REQUIRED TASKS:
**a.** According to the text on smoothies for different meals, which nutrient should the best whole foods for dinner smoothies be rich in?
**b.** Extend the text on smoothies for different meals, starting after its final sentence.

There are so many citrus fruits available and many are never even considered for smoothie recipes, but by combining the tart ones with the sweet, one can come up with many amazing smoothie recipes. And adding fiber-rich fruits like bananas and mangoes will insure that it is also filling enough to tide one over until lunch. The following citrus fruits would all be great additions to your smoothie breakfast:

  • Oranges
  • Grapefruits
  • Lemons
  • Limes
  • Clementines
  • Kumquats
  • Sudachi
  • Tangerine
  • Tangelo


A satisfying midday meal must be filling and tide one over until dinner. It should also be somewhat energizing, but it's more important that the meal fill one's belly and lessen the temptation to snack. For this reason, high-fiber fruits and veggies are the perfect choice for creating lunch smoothies. Even when they're virtually liquefied, high-fiber foods create a feeling of fullness that makes eating between meals challenging. You'll also want plenty of variety at midday – foods that are rich in protein and heart-healthy fats as well as soluble and insoluble fiber. The fruits, vegetables and nuts you'll want in a midday smoothie should also be somewhat energizing, without being too stimulating; which is why one should avoid citrus fruits in the evening. The whole foods that meet at least two of these criterion are:

  • Cauliflower
  • Carrots
  • Celery
  • Zucchini
  • Red Cabbage
  • Pumpkins
  • Bananas
  • Apples
  • Pears
  • Prunes
  • Mangoes
  • Strawberries
  • Butternut Squash
  • Blackberries
  • Almonds
  • Pistachios
  • Walnuts
  • Pecans


Smoothies are a great dinner option after a long and busy day. Not just because it makes dinner prep quick and easy, but also because it allows one to get in plenty of leafy greens and other raw veggies without feeling stuffed afterwards. This is important, because dinner should always be the lightest meal, especially if you have difficulty falling asleep and staying asleep. A relatively light, easy to digest, meal allows one to go to bed on a somewhat empty stomach. And, provided one does not have an ulcer, going to bed on an empty stomach allows for a more restful night's sleep. Sleep should factor into what one decides to eat for dinner, as the ability to fall asleep and remain asleep will be affected by what and how much one eats. For this reason, whether one's dinner is blended or solid, they should always keep magnesium content in mind. The best whole foods for dinner smoothies are rich in magnesium.

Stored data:
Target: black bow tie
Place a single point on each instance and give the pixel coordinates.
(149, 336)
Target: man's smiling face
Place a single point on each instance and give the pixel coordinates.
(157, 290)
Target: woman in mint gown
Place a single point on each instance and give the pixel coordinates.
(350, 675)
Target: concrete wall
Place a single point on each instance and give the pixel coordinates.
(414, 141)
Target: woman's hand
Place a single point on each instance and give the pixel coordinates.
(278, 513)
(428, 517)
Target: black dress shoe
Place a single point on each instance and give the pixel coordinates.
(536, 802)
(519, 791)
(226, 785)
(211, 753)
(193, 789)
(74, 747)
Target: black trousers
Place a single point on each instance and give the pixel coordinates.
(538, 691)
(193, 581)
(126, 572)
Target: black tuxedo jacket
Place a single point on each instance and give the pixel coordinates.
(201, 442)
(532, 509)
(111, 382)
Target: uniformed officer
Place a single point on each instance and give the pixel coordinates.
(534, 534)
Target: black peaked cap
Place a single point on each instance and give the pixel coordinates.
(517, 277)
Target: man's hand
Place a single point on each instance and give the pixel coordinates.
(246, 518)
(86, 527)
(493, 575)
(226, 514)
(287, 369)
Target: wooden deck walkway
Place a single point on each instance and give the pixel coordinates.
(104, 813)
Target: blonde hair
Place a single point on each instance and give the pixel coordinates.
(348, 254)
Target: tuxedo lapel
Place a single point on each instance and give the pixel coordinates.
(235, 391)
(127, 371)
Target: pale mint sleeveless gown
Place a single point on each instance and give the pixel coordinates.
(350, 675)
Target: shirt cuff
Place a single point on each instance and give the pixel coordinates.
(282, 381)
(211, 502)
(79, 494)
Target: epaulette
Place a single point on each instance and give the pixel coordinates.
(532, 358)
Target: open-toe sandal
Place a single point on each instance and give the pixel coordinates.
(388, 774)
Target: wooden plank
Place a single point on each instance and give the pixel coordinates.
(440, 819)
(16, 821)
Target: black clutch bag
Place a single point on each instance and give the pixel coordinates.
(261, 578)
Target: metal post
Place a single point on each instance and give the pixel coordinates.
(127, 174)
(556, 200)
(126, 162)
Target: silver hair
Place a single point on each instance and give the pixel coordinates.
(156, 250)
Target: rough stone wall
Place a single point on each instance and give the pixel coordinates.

ANSWERS BELOW:
**a.** Magnesium.

**b.**
Magnesium is required by every tissue in the human body, but is most concentrated in the bones, muscles and brain. Magnesium is considered the “relaxation mineral”, because it relieves cramps, stiffness and soothes the nerves, making it conducive to a good night's rest. One can always be certain to get a better quality sleep after consuming a light, magnesium-rich dinner. At the top of my list of great tasting, blendable, magnesium-rich foods are dark leafy greens; but many non-green, non-leafy foods are also rich in magnesium, and most are suitable for blending. Following are some of my favorites:

  • Spinach
  • Swiss Chard
  • Kale
  • Watercress
  • Rhubarb
  • Pumpkin Seeds
  • Bananas
  • Hazelnuts
  • Pecans
  • Walnuts

And don't just heed the lists above. Be adventurous! Have fun with it. Experiment. It's important for one to do their own research and discover which whole foods would make great additions to their shopping lists and smoothie meals – for breakfast, lunch and dinner. And for those who have never blended nuts into a smoothie before, one piece of advice: Blend the nuts first. Pulse them, then blend at high speed with a small amount of water, so that they form a paste. After that, add in fruits and vegetables. The smoothie will be thicker and creamier as a result. But don't get carried away with the nuts. They are good for your health, no doubt about it, but they are also high in fat. Also, to insure that you get enough calories when you replace a solid meal with a smoothie, aim for 32 to 48 ounces for breakfast, 48 to 64 ounces for lunch and 20 to 32 ounces for dinner; and don't replace more than two meals a day with a smoothie, unless you're fasting. Smoothie meals are a great way to give the digestive tract an occasional respite, but if done all day, every day, for a week or more can lead to embarrassing bowel issues. Diarrhea is not fun.